→ **Reading text**:
# My Signal Yellow D Reg Mk2 Fiesta Van



## nabby (Dec 10, 2013)

I mentioned this in my Granada project thread, but I thought I'd start a thread on it...

I bought it looking like this...







A 957cc ex BT van, repainted in signal yellow.
Although it's clean, the bonnet hinges have been re-welded in the wrong place, and it looks sh*t!

I stuck some XR2 steels on that my mate painted Anthracite for me in his spray booth, then added chrome bolt covers and beauty rings, and 185/60's, and I found some headlight protectors at an absolute steal of a price, so they went on, then i went all OCD, which I know is what you lot love  I took the seats out the other day, and got them valeted, and got my carpet done whilst they were out. I then gave the seat brackets a quick blast over with some satin black. I then moved on to the outside, tyres dressed, trim rings polished, wheels and trim rings waxed, body snow foamed and waxed, and windows waxed...and after around 7 hours of cleaning, she's looking tidy now!





Couple of before and afters of the seats and headrests, the pictures don't do them justice at all, the difference was unreal!




Then I paid my insurance off, due to start on the 21st of March, then covered her up to protect the paintwork from the crap in the air...just the tax left to pay, then i'll be on the road! Roll on Friday!


----------



## AS_BO (Sep 29, 2013)

That is absolutely mint! Old Skool Cool!


----------



## Kiashuma (May 4, 2011)

Love it, i saw it in your Granada thread and did wonder about the bonet 

Looks mint, can't beat and old ford


----------



## nabby (Dec 10, 2013)

→ **Given material**:

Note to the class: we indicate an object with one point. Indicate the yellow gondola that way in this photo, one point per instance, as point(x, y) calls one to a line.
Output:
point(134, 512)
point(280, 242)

→ **Problems to solve**:
a: Name every part that the first post of the Fiesta van thread says was fitted to the van.
b: In the Fiesta van thread, on what date is the insurance due to start?
c: Carry on the Fiesta van thread from its last line.
The listing has nothing to do with the Fiesta van thread.

→ **The responses**:
a: XR2 steels painted Anthracite, chrome bolt covers, beauty rings, 185/60 tyres, headlight protectors

b: The 21st of March.

c:
cheers for the comments, can't wait to finally use it!


----------



## craigeh123 (Dec 26, 2011)

Pretty damn cool !


----------



## Christian6984 (Dec 20, 2007)

Nice van, I used to own the car version which isn't quite this bright.


----------



## nabby (Dec 10, 2013)

Had a day of doing nothing today, so I decided to give the van a good going over.
This is what I started with;






First stage in the proccess was snowfoam;



And rinsed;



Then came the clay bar'ing;



Leaving me with this;



Then came a full dry and windows cleaned;



Then finally, a coat of Meguiars Gold Class Carnuba Wax Paste, and the tyres were treated to a dressing;



Hey presto! The finished product;



My XR2 bumpers are ordered, and should be here by next week.
The wheels are getting banded by 2 inches on the back, and either 1 or 1.5 inches on the front, then some lower profile tyres...For those of you who don't know, they're from a Citroen C15 van
Thanks for looking


----------



## AS_BO (Sep 29, 2013)

Love this pal! Good shout with the banded steels.


----------



## nabby (Dec 10, 2013)

Thanks mate


----------



## Kiashuma (May 4, 2011)

Nice, prefer the new wheels :thumb:


----------



## nabby (Dec 10, 2013)

This is how it looks at the minute, roofrack has gone, XR2 bumpers are on, it's on temporary wheels, and the boost junky sticker has gone since the picture.



Just waiting to get my Alleycats now


----------



## nabby (Dec 10, 2013)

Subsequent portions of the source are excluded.